---------- Document text ----------

Adobe also has the whole scan thing, and apple can — in some cases — correctly transcribe characters from images.

https://github.com/tesseract-ocr/tesseract

mrazomor · on June 2, 2024

Tesseract out of the box is terrible for anything non standard. I tried using it for the comic books. Unusable. The training for your font is doable, but it's very time intensive (while the tools are pretty good!).

motoxpro · on June 2, 2024

I'd say any of the language models are far better than Tesseract. I did some work in this space and it was an absolute nightmare, event working with pdfs.

driscoll42 · on June 2, 2024

For OCR of handwriting, I did some comparative analysis a year back, and I found that Tesseract was... not good. However TrOCR was okay, certainly the best of the FOSS solutions. But Textract from Amazon was the best one by far far for handwriting, though your mileage will vary

123yawaworht456 · on June 2, 2024

from my experience with tesseract ~1 year ago, it was frequently fucking up even with crispy PNG screenshots

I really doubt it can handle handwriting

radiantspace · on June 2, 2024

Handwritten notes, cmon! Don't waste time on tesseract for that.

dSebastien · on June 1, 2024

You made my day. It's obviously an awesome approach!

Documented here: https://notes.dsebastien.net/30+Areas/33+Permanent+notes/33....

bambax · on June 2, 2024

Great solution. And, if the notes don't contain confidential information, you could totally hire someone on Fiverr to read them for you. Or on Mechanical Turk, have the same notes be read more than once by different people, so you can compare and more easily find errors in transcription later.

---------- The data ----------

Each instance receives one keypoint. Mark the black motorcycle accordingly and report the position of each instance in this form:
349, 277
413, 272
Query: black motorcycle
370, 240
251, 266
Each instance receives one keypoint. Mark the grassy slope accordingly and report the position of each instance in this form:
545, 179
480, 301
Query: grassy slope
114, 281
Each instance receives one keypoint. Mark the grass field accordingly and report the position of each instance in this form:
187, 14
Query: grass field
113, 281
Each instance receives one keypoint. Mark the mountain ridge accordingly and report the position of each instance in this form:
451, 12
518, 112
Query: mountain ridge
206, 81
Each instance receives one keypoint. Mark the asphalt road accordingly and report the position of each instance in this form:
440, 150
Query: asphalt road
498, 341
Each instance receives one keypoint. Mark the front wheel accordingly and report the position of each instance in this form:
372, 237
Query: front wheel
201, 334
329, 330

----------
---------- The data ----------

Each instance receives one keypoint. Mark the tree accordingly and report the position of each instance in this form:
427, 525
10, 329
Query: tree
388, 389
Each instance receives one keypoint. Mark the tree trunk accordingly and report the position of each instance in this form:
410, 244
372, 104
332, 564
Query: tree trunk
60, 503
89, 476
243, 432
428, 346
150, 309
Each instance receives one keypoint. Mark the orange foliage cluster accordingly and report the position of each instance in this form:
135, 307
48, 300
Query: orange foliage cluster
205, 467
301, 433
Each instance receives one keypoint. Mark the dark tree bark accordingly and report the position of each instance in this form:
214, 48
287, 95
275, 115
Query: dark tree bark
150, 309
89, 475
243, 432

----------

→ **Problem**:
Answer these from the Tesseract thread:
(a) What did mrazomor try using Tesseract for?
(b) Which tool did driscoll42 find best by far for handwriting?
(c) On Mechanical Turk, how does bambax suggest the same notes be read?
The records have no connection to the Tesseract thread.

→ **Output of the task**:
(a) Comic books.
(b) Textract from Amazon.
(c) More than once, by different people.